• [Exercise inputs]
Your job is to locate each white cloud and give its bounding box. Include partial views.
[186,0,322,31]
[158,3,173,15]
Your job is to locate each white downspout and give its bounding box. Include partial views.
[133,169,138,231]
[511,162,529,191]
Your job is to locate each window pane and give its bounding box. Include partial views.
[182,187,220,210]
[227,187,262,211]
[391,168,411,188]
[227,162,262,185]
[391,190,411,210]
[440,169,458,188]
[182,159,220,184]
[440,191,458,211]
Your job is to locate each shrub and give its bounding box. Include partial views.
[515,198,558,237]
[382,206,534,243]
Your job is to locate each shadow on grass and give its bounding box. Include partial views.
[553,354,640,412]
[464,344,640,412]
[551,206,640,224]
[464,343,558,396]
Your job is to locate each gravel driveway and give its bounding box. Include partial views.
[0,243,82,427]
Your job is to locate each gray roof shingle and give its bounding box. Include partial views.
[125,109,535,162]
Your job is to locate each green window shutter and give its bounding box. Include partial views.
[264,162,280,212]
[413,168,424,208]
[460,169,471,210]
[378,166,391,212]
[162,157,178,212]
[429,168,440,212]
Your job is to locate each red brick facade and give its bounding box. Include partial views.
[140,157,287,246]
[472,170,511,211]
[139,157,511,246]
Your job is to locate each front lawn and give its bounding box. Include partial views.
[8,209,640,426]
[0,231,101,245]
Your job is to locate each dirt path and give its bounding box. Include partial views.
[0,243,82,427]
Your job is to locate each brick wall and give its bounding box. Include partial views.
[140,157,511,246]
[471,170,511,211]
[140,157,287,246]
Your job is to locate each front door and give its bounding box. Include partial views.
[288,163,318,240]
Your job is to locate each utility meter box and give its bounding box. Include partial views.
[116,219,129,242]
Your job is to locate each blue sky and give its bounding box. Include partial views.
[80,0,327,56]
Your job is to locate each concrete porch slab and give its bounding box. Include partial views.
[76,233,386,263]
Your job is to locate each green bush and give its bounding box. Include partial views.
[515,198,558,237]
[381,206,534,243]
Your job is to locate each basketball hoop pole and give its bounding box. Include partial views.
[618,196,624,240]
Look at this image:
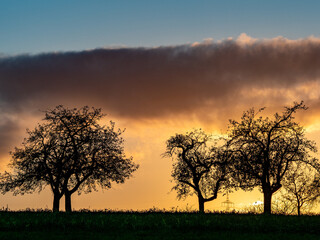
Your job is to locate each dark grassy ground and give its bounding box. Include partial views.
[0,212,320,240]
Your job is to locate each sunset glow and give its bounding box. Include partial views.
[0,1,320,214]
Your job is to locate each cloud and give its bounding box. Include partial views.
[0,34,320,158]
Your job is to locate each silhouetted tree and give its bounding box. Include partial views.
[164,130,231,212]
[229,102,318,213]
[0,106,138,212]
[283,163,320,215]
[0,124,71,211]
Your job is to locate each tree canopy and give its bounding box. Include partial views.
[1,106,138,211]
[164,130,231,212]
[229,102,318,213]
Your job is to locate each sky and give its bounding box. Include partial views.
[0,0,320,210]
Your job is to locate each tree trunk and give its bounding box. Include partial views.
[52,193,60,212]
[297,204,301,216]
[198,197,204,213]
[263,190,272,214]
[64,192,72,212]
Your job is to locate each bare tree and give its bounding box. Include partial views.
[1,106,138,212]
[229,102,318,213]
[0,124,71,211]
[283,163,320,215]
[164,130,231,212]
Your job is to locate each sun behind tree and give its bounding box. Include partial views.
[0,105,138,212]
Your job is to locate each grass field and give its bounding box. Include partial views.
[0,212,320,240]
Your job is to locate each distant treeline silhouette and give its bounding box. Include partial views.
[0,101,320,215]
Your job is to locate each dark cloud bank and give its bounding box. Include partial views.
[0,36,320,155]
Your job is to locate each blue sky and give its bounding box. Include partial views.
[0,0,320,54]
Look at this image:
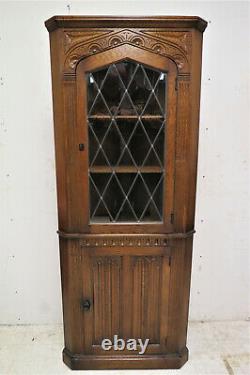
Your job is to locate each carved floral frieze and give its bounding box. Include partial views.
[64,29,192,74]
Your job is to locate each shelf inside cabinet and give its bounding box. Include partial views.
[88,114,164,121]
[89,165,163,173]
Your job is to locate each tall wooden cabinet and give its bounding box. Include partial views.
[45,16,207,369]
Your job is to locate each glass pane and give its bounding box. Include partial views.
[87,61,167,223]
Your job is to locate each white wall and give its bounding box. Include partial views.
[0,0,250,324]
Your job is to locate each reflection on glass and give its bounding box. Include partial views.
[87,61,167,223]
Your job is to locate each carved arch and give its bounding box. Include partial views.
[64,29,189,75]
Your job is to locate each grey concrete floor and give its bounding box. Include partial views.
[0,321,250,375]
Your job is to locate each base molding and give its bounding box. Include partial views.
[63,347,188,370]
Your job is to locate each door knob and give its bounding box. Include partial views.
[81,299,91,311]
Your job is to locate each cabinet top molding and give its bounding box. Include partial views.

• [Brief] Copy the part of the items above that opens with the line containing "Your job is to locate each front lawn" and closes with the line containing "[0,105,138,212]", keeping both of those lines. Reproduce each line unchanged, but leave out the pictures.

• [In response]
Your job is to locate each front lawn and give its bounding box. Include partial views.
[8,209,640,426]
[0,231,101,245]
Your job is to locate each dirt path and give its bounding box. Include partial views.
[0,243,82,427]
Your job is to locate each brick wall and give its bounding box. Include partial views.
[140,157,511,246]
[471,170,511,211]
[140,157,287,246]
Your job is to locate each front door and give its bounding box. Include partial views.
[288,163,318,240]
Your job is to locate each utility meter box and give its bounding box. Include partial views.
[116,219,129,242]
Your job is to locate each blue sky and give its bounding box. Include partial views.
[80,0,327,56]
Your job is to locate each concrete porch slab and give its bounding box. Include partial views.
[76,233,386,263]
Your job is to locate each green bush and give its bounding box. Include partial views.
[515,198,558,237]
[381,206,534,243]
Your job is to locate each basketball hoop pole and give its bounding box. Include partial views.
[618,196,624,240]
Look at this image:
Your job is to locate each dark grassy ground and give its bounding box. Include partial views.
[0,212,320,240]
Your job is to locate each sunset glow and give its bounding box. Include partial views.
[0,1,320,214]
Your job is to locate each cloud and give its bounding box. Include partial views.
[0,34,320,158]
Your job is to locate each silhouetted tree and give its bounding box. Include partial views.
[164,130,231,212]
[229,102,318,213]
[0,106,138,212]
[283,163,320,215]
[0,124,71,211]
Your job is to locate each tree canopy and give its bounding box. Include partial views.
[1,106,138,211]
[164,130,231,212]
[229,102,318,213]
Your job is to locate each sky and give its bounding box. Include partial views.
[0,0,320,210]
Your job is to locate each tree trunk and give its bounding box. Include partial views.
[52,193,60,212]
[297,204,301,216]
[198,197,204,213]
[263,190,272,214]
[64,192,72,212]
Your job is to locate each bare tree and give its bounding box. Include partial views.
[1,106,138,212]
[229,102,318,213]
[0,124,71,211]
[283,163,320,215]
[164,130,231,212]
Your job is to locate each sun behind tree and give its bounding box. Include partial views.
[0,105,138,212]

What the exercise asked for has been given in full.